[Items from a dataset]
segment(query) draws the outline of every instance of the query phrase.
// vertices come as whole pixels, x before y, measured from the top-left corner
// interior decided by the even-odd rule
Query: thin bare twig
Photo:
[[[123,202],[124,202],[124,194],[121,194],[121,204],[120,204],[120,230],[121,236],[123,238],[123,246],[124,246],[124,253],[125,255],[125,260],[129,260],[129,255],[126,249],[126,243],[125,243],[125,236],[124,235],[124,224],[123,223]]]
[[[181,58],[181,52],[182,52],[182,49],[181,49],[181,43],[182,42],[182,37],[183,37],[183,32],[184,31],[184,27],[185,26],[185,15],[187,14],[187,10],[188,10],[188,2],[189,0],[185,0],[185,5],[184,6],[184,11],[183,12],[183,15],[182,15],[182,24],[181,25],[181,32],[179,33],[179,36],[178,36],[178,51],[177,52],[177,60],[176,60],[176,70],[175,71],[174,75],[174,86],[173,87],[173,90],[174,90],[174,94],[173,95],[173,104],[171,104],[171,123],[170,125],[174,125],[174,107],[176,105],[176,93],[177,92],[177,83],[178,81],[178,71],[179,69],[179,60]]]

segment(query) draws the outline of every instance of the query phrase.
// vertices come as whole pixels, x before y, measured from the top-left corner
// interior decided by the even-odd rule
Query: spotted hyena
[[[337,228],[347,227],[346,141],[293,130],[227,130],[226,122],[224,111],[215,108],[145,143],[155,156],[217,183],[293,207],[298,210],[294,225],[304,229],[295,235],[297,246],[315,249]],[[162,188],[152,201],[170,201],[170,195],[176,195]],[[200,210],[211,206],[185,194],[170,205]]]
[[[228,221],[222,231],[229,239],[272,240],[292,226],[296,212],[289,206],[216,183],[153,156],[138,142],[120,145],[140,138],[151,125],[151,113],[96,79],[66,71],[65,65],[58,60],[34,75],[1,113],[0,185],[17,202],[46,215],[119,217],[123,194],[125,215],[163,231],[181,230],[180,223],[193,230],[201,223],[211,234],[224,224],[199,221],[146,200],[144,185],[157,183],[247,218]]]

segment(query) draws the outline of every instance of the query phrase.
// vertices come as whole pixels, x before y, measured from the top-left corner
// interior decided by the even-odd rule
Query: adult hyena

Problem: Revise the material above by changing "top-left corner" to "upper-left corner" wherever it occurs, and reproduce all of it with nothing else altered.

Written solution:
segment(query) draws the outline of every instance of the query phrase.
// vertices come as whole pixels, x before y, measured from the upper-left corner
// interior decided by the even-odd rule
Query: thin bare twig
Photo:
[[[123,202],[124,202],[124,194],[121,194],[121,204],[120,204],[120,230],[121,236],[123,238],[123,246],[124,246],[124,253],[125,255],[125,260],[129,260],[129,255],[126,249],[126,243],[125,243],[125,236],[124,235],[124,224],[123,223]]]
[[[181,58],[181,52],[182,52],[182,49],[181,49],[181,43],[182,42],[182,37],[183,37],[183,32],[184,31],[184,27],[185,26],[185,15],[187,14],[187,10],[188,10],[188,2],[189,0],[185,0],[185,5],[184,6],[184,11],[183,12],[183,15],[182,15],[182,24],[181,25],[181,32],[179,33],[179,36],[178,36],[178,51],[177,52],[177,60],[176,60],[176,70],[175,71],[174,75],[174,86],[173,87],[173,90],[174,90],[174,94],[173,95],[173,104],[171,104],[171,123],[170,125],[174,125],[174,107],[176,105],[176,93],[177,92],[177,83],[178,81],[178,71],[179,69],[179,60]]]

segment(query) draws the outline of every instance of the query phrase.
// vertices come as whole pixels, x before y, measured from the upper-left corner
// interior decided by the even-odd rule
Query: spotted hyena
[[[337,228],[347,227],[346,141],[293,130],[227,130],[226,122],[224,111],[215,108],[145,143],[155,156],[217,183],[293,207],[298,210],[294,225],[304,229],[295,235],[297,246],[315,249]],[[162,188],[152,201],[170,201],[170,195],[176,195]],[[200,210],[211,206],[185,194],[170,205]]]
[[[228,221],[222,231],[229,239],[272,240],[292,226],[296,212],[289,206],[216,183],[153,156],[138,142],[120,145],[140,138],[151,125],[151,113],[96,79],[66,71],[65,65],[58,60],[34,75],[1,113],[0,185],[17,202],[46,215],[119,217],[123,194],[125,215],[163,231],[181,230],[180,223],[193,230],[201,223],[211,234],[224,224],[199,221],[146,200],[144,185],[157,183],[247,218]]]

segment(query) draws the outline of every instance of the query phrase.
// vertices come as whole pixels, x before y, measured from the upper-left corner
// interior decided by the even-odd rule
Query: adult hyena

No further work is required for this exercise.